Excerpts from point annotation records
++++++++++
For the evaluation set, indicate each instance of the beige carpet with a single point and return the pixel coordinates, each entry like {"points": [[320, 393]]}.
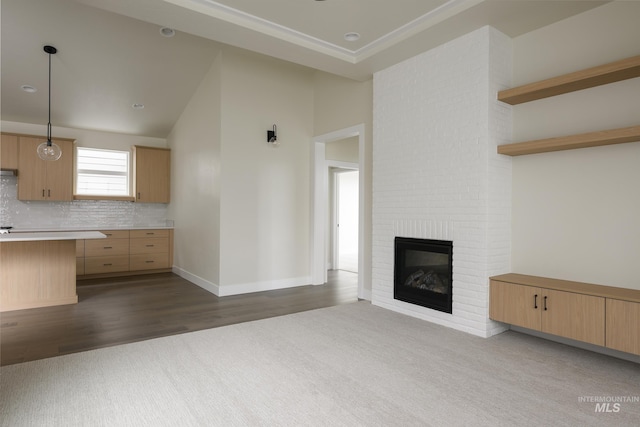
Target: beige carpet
{"points": [[351, 365]]}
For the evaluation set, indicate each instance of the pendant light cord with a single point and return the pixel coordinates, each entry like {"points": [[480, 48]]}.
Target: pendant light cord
{"points": [[49, 122]]}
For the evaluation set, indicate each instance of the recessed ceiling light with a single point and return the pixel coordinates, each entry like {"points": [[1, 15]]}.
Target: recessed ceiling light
{"points": [[351, 37], [167, 32]]}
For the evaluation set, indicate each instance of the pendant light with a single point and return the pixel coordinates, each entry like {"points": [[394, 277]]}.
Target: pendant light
{"points": [[49, 150]]}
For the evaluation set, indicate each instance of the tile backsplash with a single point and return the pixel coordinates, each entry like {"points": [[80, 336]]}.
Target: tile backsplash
{"points": [[78, 213]]}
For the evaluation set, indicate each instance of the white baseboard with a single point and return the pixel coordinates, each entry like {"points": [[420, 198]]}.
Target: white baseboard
{"points": [[241, 288], [197, 280], [365, 295], [267, 285]]}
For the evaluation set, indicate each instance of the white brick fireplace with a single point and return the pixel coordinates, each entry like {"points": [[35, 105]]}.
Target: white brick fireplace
{"points": [[436, 173]]}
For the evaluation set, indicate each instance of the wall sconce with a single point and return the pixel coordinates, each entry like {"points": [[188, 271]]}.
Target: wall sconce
{"points": [[272, 137]]}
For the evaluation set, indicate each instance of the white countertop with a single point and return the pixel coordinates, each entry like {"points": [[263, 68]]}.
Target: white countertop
{"points": [[50, 235], [84, 228]]}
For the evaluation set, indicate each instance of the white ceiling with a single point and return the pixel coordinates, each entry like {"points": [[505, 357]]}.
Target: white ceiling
{"points": [[111, 54]]}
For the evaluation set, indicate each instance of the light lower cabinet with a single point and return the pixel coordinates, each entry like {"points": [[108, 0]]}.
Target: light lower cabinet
{"points": [[151, 174], [79, 257], [126, 252], [623, 325], [44, 180], [109, 255], [602, 315], [567, 314], [149, 249]]}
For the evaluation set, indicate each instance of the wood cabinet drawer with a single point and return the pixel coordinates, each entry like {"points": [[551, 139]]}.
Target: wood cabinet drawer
{"points": [[151, 245], [106, 247], [79, 248], [116, 234], [79, 266], [136, 234], [149, 261], [106, 264]]}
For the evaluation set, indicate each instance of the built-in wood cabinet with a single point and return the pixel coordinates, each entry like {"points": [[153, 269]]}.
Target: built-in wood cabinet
{"points": [[110, 255], [566, 314], [149, 249], [126, 252], [9, 152], [623, 325], [44, 180], [600, 315], [151, 174]]}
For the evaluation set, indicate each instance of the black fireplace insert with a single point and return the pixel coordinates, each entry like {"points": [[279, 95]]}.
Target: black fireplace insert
{"points": [[424, 272]]}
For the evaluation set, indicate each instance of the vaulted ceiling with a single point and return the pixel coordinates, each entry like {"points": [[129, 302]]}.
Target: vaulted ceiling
{"points": [[112, 55]]}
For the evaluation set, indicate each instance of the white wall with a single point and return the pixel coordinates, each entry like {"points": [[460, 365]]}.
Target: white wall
{"points": [[437, 174], [576, 213], [265, 191], [195, 143], [344, 150]]}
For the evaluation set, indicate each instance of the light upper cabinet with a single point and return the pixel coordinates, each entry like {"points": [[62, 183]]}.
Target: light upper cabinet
{"points": [[44, 180], [151, 170], [9, 152]]}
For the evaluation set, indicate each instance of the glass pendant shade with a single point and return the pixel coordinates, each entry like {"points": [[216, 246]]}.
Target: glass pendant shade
{"points": [[49, 151]]}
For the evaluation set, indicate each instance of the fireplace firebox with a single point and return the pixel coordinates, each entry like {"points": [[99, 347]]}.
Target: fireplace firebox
{"points": [[424, 272]]}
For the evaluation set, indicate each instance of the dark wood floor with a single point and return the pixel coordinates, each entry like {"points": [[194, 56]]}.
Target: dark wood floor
{"points": [[123, 310]]}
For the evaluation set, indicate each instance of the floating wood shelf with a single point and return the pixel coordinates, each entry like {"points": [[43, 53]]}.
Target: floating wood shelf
{"points": [[603, 74], [584, 140]]}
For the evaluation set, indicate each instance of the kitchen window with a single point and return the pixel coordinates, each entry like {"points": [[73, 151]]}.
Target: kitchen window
{"points": [[102, 172]]}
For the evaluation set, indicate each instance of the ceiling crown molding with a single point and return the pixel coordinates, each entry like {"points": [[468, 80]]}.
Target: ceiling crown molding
{"points": [[429, 19], [237, 17], [255, 23]]}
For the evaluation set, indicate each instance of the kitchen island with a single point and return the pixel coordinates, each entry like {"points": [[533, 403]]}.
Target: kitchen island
{"points": [[39, 269]]}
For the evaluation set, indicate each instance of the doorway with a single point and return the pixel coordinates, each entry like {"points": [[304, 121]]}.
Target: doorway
{"points": [[320, 233], [345, 219]]}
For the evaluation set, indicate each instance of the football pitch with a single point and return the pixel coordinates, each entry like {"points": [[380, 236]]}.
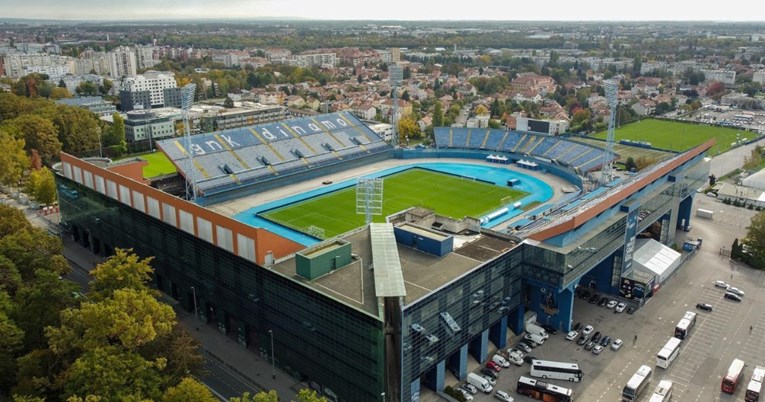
++++++++++
**Requirement**: Gather every line of the records above that contains the string "backsplash", treating uppercase and lowercase letters as distinct.

**Worked answer**:
For the evaluation set, indicate each instance of the tile backsplash with a single point and return the pixel coordinates, each entry like {"points": [[80, 336]]}.
Target: tile backsplash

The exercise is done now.